# [Task statement]
Render the lines from the one containing "Can you spot the calm" through the one containing "[[87, 273]]", both included, as a Markdown table with columns Row and Text. Number each row and leave out blank lines.

============

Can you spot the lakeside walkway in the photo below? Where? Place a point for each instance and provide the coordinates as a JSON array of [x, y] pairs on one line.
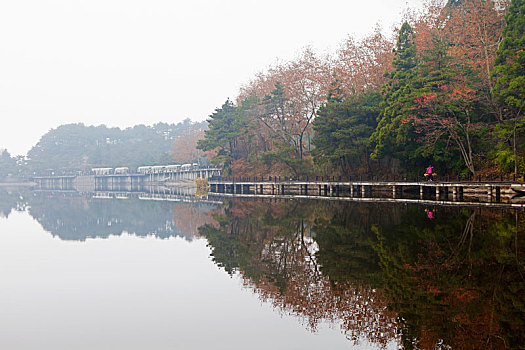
[[453, 191]]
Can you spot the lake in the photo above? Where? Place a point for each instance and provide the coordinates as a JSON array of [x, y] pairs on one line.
[[80, 272]]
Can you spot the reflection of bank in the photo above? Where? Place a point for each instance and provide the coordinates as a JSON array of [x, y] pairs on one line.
[[383, 270], [430, 213], [74, 216]]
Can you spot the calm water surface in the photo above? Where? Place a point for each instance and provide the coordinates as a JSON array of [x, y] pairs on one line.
[[87, 273]]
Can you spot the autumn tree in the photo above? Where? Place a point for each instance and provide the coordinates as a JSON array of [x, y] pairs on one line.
[[445, 104]]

============

# [Answer to the exercise]
| Row | Text |
|---|---|
| 1 | Can you spot the calm water surface in the photo above? Where? Place a point for each instance and provide the coordinates as a JSON array of [x, y] pairs on one line. |
| 2 | [[87, 273]] |